§ TASK BRIEF:
Look through the listing below and give the number of lines that hold "railing". Say nothing more.

DATA FOR THE TASK: Begin

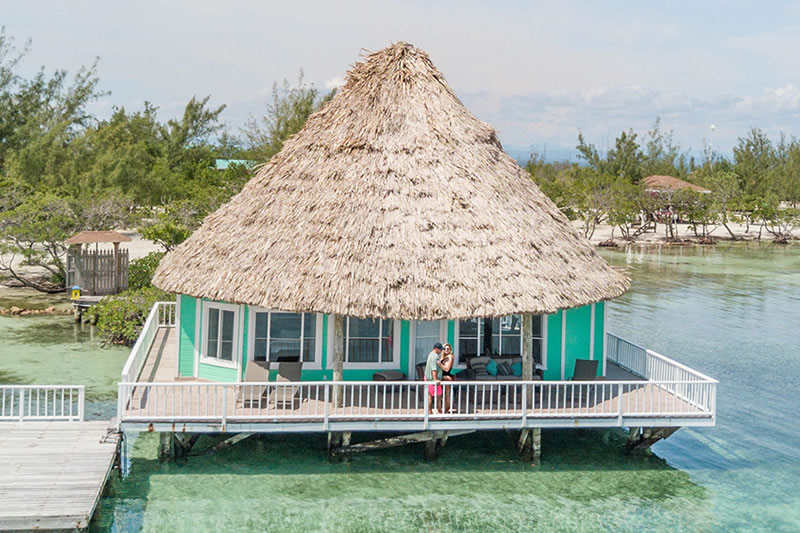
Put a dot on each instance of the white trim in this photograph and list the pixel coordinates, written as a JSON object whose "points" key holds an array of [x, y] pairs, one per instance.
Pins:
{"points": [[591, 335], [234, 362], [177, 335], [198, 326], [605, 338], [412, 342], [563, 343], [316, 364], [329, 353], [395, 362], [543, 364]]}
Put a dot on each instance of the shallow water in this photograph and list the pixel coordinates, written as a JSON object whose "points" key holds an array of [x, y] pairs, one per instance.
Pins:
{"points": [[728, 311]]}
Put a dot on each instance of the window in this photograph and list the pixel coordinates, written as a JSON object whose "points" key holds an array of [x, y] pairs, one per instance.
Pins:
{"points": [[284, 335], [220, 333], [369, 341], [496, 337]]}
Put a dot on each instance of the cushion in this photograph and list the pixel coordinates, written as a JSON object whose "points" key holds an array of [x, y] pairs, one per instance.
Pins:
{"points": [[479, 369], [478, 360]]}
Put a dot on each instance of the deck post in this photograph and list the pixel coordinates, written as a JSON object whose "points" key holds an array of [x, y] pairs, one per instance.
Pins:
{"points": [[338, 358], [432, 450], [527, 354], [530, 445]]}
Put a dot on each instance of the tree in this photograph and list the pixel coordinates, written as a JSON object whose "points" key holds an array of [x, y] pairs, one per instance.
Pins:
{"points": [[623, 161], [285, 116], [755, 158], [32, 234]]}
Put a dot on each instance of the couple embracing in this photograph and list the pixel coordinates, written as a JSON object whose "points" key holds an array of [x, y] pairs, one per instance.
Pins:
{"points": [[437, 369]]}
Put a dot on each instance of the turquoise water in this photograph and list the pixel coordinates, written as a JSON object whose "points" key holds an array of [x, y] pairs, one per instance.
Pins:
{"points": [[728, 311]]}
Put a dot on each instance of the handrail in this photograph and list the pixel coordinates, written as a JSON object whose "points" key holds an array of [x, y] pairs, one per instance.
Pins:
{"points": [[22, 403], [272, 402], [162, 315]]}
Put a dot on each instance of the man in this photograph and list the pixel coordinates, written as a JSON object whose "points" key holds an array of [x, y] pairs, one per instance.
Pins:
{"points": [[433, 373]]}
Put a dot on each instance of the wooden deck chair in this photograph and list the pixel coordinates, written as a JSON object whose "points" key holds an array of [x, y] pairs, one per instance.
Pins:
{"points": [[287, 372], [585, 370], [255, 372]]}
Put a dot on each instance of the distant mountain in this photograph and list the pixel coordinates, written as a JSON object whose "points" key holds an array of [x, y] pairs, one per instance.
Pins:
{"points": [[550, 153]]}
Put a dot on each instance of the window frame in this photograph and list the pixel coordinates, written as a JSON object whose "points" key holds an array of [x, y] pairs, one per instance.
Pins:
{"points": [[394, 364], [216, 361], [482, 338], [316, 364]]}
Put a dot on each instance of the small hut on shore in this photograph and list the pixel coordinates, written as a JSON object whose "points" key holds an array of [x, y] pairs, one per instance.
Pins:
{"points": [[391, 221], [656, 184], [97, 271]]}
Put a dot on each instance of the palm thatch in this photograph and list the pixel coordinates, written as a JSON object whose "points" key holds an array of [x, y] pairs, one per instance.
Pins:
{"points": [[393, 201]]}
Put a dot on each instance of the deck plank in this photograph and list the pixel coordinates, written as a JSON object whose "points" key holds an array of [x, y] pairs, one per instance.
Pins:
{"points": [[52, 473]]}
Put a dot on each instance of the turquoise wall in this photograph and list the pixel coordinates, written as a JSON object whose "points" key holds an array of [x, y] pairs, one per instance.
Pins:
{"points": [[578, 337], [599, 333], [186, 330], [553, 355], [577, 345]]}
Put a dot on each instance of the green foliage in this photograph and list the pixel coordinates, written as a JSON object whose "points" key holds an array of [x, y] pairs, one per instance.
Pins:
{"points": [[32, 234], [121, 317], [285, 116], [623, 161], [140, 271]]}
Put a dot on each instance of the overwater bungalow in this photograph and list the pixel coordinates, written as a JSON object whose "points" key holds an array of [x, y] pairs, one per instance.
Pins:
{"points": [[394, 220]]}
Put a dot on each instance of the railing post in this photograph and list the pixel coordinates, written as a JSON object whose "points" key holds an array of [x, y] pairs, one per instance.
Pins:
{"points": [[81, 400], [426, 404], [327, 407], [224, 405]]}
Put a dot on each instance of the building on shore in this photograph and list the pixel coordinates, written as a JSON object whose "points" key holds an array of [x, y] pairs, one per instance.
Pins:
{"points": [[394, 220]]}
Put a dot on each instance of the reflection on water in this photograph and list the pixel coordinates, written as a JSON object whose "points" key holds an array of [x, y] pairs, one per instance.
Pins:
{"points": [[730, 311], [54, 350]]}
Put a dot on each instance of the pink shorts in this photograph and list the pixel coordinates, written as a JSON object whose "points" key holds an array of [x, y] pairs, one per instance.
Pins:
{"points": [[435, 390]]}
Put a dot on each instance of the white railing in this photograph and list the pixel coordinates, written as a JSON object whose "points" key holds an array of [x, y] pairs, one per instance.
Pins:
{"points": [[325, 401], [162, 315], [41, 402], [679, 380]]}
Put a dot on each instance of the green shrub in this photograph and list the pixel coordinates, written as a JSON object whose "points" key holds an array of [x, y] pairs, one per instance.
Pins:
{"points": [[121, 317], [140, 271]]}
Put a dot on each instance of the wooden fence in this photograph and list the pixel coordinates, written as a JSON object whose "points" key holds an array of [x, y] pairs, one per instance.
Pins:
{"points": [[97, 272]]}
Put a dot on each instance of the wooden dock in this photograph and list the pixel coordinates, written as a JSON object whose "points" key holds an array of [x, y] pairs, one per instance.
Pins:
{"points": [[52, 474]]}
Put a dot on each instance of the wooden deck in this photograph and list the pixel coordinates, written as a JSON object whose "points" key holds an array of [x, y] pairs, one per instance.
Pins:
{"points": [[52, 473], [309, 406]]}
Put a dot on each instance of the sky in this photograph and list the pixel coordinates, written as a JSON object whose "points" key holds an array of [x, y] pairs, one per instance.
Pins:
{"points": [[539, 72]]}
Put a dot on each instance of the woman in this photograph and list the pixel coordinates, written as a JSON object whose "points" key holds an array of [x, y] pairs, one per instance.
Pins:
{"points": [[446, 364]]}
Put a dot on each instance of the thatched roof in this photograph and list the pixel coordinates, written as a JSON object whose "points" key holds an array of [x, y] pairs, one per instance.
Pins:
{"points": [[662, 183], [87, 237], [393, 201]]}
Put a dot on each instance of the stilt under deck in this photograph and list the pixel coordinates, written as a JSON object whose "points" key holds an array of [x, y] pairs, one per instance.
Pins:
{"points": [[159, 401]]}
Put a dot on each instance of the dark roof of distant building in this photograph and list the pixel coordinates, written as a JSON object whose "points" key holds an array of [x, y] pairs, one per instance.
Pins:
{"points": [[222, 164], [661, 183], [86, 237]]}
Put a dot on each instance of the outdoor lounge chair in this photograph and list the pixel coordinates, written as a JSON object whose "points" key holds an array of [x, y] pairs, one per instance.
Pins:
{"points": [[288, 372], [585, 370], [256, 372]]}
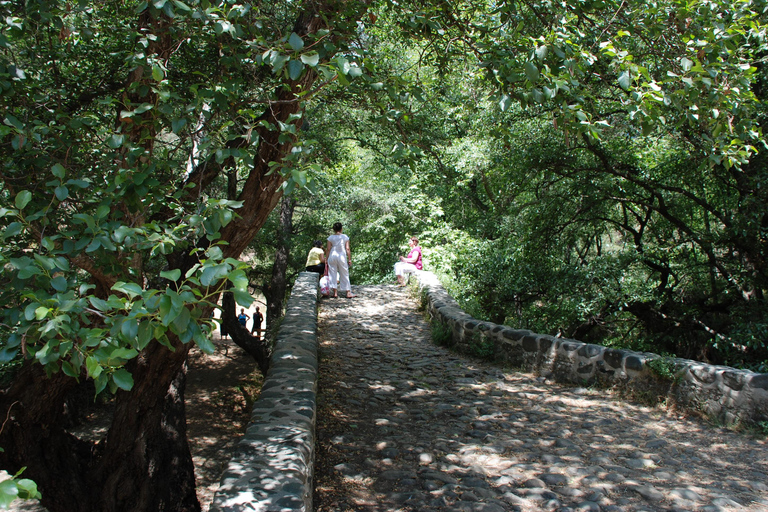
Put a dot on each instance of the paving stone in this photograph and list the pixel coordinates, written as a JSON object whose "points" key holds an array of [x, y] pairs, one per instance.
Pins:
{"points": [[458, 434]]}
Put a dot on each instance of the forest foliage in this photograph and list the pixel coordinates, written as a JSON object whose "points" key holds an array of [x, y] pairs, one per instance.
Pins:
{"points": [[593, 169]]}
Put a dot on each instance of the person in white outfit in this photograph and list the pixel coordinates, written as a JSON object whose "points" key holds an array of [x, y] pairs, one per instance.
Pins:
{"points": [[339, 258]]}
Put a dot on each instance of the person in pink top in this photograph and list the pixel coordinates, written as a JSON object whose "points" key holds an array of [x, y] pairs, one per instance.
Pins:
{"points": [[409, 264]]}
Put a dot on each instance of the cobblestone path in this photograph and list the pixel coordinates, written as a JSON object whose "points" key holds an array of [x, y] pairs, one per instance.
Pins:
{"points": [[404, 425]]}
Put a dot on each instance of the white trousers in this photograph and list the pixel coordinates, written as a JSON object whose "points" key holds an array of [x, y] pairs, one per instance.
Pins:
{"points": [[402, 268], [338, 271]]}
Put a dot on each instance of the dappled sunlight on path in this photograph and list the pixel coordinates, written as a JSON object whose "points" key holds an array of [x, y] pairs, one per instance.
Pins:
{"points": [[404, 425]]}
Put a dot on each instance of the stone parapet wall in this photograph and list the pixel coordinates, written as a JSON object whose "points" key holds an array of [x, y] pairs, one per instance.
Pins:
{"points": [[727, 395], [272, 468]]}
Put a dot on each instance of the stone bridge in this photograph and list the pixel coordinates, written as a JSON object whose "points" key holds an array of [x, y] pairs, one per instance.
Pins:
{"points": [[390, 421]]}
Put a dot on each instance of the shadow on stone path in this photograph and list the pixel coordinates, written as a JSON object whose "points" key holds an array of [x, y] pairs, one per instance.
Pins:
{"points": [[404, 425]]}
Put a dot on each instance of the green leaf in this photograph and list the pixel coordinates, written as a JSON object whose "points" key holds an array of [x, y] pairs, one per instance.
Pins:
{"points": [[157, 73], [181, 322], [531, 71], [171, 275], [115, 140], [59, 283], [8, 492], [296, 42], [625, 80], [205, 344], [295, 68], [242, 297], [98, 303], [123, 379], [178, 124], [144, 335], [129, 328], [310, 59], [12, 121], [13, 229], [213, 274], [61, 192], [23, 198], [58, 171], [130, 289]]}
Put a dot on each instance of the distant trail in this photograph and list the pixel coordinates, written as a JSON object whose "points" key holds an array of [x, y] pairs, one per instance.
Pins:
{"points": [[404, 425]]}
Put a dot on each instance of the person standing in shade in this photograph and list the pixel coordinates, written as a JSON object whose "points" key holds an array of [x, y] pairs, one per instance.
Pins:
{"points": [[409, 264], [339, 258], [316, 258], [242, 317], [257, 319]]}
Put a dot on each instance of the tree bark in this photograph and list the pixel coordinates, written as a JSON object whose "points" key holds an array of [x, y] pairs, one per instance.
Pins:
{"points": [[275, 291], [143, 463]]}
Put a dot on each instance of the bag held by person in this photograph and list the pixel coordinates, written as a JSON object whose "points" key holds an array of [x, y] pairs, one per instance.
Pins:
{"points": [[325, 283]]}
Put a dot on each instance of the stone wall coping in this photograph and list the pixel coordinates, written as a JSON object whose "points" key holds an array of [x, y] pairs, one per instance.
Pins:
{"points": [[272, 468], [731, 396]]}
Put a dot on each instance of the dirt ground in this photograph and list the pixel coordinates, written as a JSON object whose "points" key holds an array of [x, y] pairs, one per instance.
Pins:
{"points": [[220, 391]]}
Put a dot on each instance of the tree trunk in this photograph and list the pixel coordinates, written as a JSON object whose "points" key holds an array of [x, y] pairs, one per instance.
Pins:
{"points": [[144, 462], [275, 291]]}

DATA FOR THE TASK: End

§ TASK SOLUTION:
2